*** Opening Extract provided ***
The Installer files and their associated applications share version information, supplier information and digital certificates.
The Feiliu app tries to uninstall any other vendor’s AV products. The app also causes the phone to run very slowly and/or crash.
Surprisingly, this behaviour seems to be by design, encouraging the phone owner to seek out a fix. An annoyed user might try to download NetQin AV scanner. NetQin currently holding a market leader position in China for mobile security.
When the user runs the NetQin scan, an infection is reported. The user is reportedly made to pay RMB 2 Yuan to remove the Feiliu app, which NetQin detects as malware, from the phone.
So we have a seemingly dodgy app that is removed by mobile security product. But CCTV show revealed a few other interesting tidbits.
The official CCTV video and transcript (in Mandarin Chinese) is available. My colleague Xiaochuan Zhang explains that in the transcript, NetQin employees say that NetQin and Feiliu do indeed have a close partnership.
And staff from Feiliu reveal that co-founders for Netqin and Feiliu worked on their PhDs together. The transcript also claims that NetQin had an investment of RMB 495,000 Yuan (about $75,000 USD) in Feiliu, making the security company the second largest shareholder.
All this certainly doesn’t look good for any of the parties involved.
And the timing is not great for NetQin, as the company just submitted the IPO application in mid-march. You can read more about on ichinastock.com
Now, NetQin is claiming innocence here. Look at the following, which was added to the bottom of this Cellular news article:
Update: 24th March 2011: We have received a legal letter from NetQin stating that the article above is based on incorrect information - we have requested a statement confirming the facts.
It will certainly be interesting to see what happens next. Who said the murky worlds of mobiles, apps and security was dull?
(Thank you to Sophos malware researcher Xiaochuan Zhang, who helped me unravel this story. )
(Picture of mobile with China flag courtesy of mtsoft.com)
It makes me nervous that so many of our electronics are made in China. Who knows what is really installed? I got a Seagate backup hard drive 15 months ago; it operated very oddly and was difficult to uninstall. Finally I wiped the computer drive clean and reinstalled my software and docs…but not the Seagate. I've wondered what was really on that drive, made, of course, in China.
*** Closing Extract provided ***
*** Opening Information provided ***
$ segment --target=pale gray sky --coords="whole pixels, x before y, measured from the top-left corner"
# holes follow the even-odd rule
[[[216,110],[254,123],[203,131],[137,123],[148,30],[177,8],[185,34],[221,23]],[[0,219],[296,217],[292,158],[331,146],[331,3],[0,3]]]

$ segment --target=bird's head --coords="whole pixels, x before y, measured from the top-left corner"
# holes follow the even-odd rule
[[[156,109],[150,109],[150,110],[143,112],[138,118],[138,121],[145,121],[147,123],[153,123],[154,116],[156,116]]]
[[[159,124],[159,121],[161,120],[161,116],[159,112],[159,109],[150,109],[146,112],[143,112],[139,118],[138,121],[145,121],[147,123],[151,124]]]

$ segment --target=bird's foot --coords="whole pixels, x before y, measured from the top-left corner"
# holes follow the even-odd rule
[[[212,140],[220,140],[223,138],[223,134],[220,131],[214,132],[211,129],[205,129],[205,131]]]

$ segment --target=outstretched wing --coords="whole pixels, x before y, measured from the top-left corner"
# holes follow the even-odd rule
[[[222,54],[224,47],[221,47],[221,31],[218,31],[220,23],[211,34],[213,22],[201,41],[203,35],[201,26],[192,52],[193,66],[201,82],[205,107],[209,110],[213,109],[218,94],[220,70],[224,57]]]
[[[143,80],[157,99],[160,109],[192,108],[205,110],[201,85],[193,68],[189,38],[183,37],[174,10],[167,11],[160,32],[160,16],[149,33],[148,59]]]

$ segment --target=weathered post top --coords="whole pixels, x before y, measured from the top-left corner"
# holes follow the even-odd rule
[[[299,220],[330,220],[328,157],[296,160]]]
*** Closing Information provided ***
Problem requirements >>
Render this sentence from the article on the Feiliu app in Spanish: "When the user runs the NetQin scan, an infection is reported."

Result for this exercise >>
Cuando el usuario ejecuta el análisis de NetQin, se informa de una infección.